SELECTED PASSAGE =>
⟨

Let me tell you a story. Let me paint a picture for you with words.
I was in San Francisco yesterday morning with my cousin David. I'd stayed with him to make it easier to connect with my morning flight. This is the way I roll: I like to get to the airport hours and hours before my flight leaves so that I don't ever feel any sort of time pressure. Yesterday I got through security with roughly two hours before my flight left, which was great. I was drinking my little espresso and chatting with Anaïs on the phone when, less than an hour before my flight started boarding, I got a page.
Paging Daniel Bowring. Please pick up a white courtesy telephohne.
Switchboard Guy had a message for me "from a guy named Jeff ... Labs? He says do not board." End of message. Was there a number I could call? No. Did they leave a real, actual name? No. So with half an hour left before boarding I called the lab and found out that I was forbidden to get on the plane. Apparently, the trip hadn't ever been approved by the State Department, and everybody was grounded. Ten scientists prevented from going to an extremely important conference that only happens once every other year. Why wasn't our trip approved yet? Not clear. Could we expect approval soon? Nobody would say.

⟩

EXERCISE OBJECTIVE => Copy the part of the airport story that opens with the words containing "Switchboard Guy had" and closes with "Nobody would say.", substituting "meeting" for "conference". Please answer from the airport story alone.

INFORMATION SHOWN =>
⟨

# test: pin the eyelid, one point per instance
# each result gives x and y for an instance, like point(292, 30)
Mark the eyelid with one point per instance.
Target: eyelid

⟩

FULL SOLUTION =>
Switchboard Guy had a message for me "from a guy named Jeff ... Labs? He says do not board." End of message. Was there a number I could call? No. Did they leave a real, actual name? No. So with half an hour left before boarding I called the lab and found out that I was forbidden to get on the plane. Apparently, the trip hadn't ever been approved by the State Department, and everybody was grounded. Ten scientists prevented from going to an extremely important meeting that only happens once every other year. Why wasn't our trip approved yet? Not clear. Could we expect approval soon? Nobody would say.